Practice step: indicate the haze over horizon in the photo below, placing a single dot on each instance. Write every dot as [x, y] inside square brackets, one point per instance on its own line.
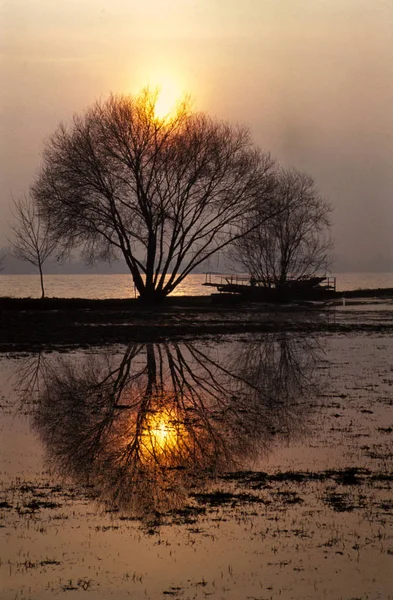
[312, 80]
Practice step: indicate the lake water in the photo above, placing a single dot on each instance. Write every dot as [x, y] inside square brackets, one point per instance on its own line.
[121, 286]
[254, 466]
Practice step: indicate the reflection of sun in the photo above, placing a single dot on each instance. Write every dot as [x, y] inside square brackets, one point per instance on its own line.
[162, 434]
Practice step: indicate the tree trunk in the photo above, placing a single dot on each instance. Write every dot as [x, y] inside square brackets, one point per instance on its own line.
[41, 281]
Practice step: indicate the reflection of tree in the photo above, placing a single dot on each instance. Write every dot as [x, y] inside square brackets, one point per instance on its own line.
[146, 427]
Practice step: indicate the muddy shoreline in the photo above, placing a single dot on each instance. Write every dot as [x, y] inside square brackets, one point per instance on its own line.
[28, 324]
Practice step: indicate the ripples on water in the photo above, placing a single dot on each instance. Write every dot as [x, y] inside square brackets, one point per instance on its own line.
[121, 286]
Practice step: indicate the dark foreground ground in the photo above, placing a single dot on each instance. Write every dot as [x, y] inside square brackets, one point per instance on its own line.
[27, 323]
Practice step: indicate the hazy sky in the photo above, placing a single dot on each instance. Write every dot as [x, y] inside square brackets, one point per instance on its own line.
[313, 79]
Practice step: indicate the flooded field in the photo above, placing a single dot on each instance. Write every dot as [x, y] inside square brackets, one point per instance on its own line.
[255, 466]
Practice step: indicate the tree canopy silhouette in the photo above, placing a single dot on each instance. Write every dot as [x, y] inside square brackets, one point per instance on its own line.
[295, 243]
[165, 193]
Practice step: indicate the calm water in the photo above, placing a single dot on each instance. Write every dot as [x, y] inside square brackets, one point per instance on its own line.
[121, 286]
[250, 467]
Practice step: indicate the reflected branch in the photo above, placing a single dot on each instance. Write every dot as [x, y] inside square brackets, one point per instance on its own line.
[146, 426]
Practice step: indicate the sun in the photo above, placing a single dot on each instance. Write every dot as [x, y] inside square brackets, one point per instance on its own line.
[168, 98]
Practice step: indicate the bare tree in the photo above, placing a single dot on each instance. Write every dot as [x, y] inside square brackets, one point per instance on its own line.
[2, 257]
[293, 245]
[33, 239]
[164, 193]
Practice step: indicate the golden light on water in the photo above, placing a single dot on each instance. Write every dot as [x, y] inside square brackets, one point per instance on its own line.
[163, 435]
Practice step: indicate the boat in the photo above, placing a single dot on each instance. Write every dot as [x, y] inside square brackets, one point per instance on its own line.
[249, 288]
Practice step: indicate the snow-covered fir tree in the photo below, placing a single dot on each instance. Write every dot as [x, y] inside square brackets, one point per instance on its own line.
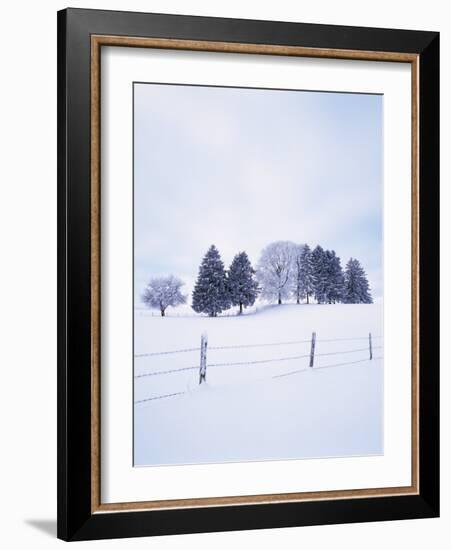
[162, 292]
[210, 293]
[320, 274]
[242, 286]
[306, 273]
[335, 278]
[297, 278]
[275, 270]
[356, 287]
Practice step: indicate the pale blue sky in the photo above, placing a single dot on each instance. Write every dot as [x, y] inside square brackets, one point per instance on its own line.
[243, 167]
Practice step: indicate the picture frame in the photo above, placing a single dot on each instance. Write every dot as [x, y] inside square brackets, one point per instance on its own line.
[81, 36]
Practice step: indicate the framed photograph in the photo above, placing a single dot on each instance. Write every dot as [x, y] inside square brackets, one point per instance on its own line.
[248, 274]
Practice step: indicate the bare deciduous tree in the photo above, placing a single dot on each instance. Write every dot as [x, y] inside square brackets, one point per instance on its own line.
[162, 292]
[275, 270]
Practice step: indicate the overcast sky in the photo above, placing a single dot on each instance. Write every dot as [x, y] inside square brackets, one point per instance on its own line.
[241, 168]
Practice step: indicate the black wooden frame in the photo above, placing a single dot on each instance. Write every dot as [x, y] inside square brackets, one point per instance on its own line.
[75, 520]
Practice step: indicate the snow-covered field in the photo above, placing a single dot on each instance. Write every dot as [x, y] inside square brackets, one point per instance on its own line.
[248, 411]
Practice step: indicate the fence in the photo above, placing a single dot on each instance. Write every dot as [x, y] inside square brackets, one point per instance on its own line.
[310, 357]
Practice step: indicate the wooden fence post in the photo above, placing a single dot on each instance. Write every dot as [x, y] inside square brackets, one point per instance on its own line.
[312, 349]
[203, 358]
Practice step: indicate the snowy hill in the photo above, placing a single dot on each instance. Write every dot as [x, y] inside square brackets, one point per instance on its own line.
[261, 400]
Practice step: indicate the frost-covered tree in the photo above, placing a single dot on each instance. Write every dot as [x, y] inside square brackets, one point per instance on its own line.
[297, 278]
[275, 270]
[162, 292]
[320, 274]
[335, 278]
[242, 286]
[356, 287]
[210, 293]
[303, 281]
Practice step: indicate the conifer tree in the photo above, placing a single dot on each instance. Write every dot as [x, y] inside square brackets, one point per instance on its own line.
[320, 274]
[356, 287]
[335, 278]
[297, 284]
[210, 293]
[306, 274]
[242, 286]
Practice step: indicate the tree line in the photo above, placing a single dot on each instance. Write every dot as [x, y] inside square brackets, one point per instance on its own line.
[285, 271]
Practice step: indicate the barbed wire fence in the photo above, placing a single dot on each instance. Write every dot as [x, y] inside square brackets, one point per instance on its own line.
[203, 365]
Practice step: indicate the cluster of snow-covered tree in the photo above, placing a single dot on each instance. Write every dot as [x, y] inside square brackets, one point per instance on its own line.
[285, 271]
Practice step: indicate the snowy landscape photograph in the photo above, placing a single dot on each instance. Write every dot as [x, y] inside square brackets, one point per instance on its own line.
[258, 274]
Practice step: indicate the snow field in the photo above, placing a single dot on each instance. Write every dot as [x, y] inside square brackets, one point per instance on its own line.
[249, 411]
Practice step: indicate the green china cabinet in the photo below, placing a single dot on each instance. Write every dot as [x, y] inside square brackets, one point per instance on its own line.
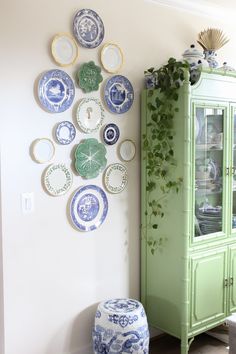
[188, 285]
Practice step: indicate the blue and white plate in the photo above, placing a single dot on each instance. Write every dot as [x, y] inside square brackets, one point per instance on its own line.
[65, 132]
[88, 208]
[119, 94]
[88, 28]
[56, 91]
[111, 134]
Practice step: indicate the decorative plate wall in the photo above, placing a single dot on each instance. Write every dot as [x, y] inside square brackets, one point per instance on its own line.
[111, 58]
[43, 150]
[119, 94]
[90, 115]
[65, 132]
[57, 179]
[88, 28]
[89, 77]
[64, 49]
[115, 178]
[88, 208]
[56, 91]
[90, 158]
[127, 150]
[111, 134]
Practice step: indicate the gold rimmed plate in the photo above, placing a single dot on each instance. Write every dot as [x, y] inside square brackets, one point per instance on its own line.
[112, 58]
[64, 49]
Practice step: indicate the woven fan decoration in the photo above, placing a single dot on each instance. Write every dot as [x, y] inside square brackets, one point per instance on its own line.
[212, 39]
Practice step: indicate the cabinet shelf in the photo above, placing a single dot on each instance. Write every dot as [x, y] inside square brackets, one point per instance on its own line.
[202, 192]
[209, 147]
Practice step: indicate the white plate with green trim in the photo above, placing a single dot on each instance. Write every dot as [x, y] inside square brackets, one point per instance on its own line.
[57, 179]
[115, 178]
[90, 115]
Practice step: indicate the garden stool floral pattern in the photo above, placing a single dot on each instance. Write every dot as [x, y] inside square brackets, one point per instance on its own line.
[120, 327]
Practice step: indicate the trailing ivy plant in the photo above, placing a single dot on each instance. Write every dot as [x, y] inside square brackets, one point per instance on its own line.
[158, 145]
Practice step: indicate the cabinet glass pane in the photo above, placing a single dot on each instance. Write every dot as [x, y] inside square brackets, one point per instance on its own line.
[234, 172]
[208, 170]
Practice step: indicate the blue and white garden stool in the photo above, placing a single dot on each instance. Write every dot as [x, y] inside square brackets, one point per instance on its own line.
[120, 327]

┄┄┄┄┄┄┄┄┄┄┄┄┄┄┄┄┄┄┄┄

### Work to complete
Set down, word for word, only the lines running from the line with "Practice step: indicate the woven" to the last line of the listing above. Both of those lines belong in your answer.

### Correct result
Practice step: indicate the woven fan decoration in the photo above, placing a single dot on each instance. Write every dot as [x, y] inside square brackets, one point per instance on its own line.
[212, 39]
Practice step: indicate the cabinet shelf in the photo above, placing a single dot on each instance. Write every dot as [x, y] inside square brackets, one point per instance on its own line.
[202, 192]
[209, 147]
Practice step: indicate the white plate with green trim in the photo above, placing a single dot on each instance. Write every dot as [x, y] inside square brackets, one point per instance on its own line.
[57, 179]
[115, 178]
[90, 115]
Practice step: indicate the garden stool floral pattern in the photo above, placing a single dot on each instance. Write every dot as [x, y] inside square brackets, one point per instance on its own line.
[120, 327]
Practice step: indicate the trailing ivy plant in the photo above, placing a single dot on each instance. Write every dot as [x, y] inside square brackets, one point per instance on its own line.
[158, 145]
Practice step: indicate the cabinet glass pane in the photo above, placing a single dot on each instance. Write every dot as [x, y] inside square brackets, one point per instance on its own line.
[234, 172]
[208, 170]
Practice step: indicate the blue and white garden stool in the photo above, placing a single dot on each instance. Write every dot as [x, y] inside square brackets, one point per instance on its own line.
[120, 327]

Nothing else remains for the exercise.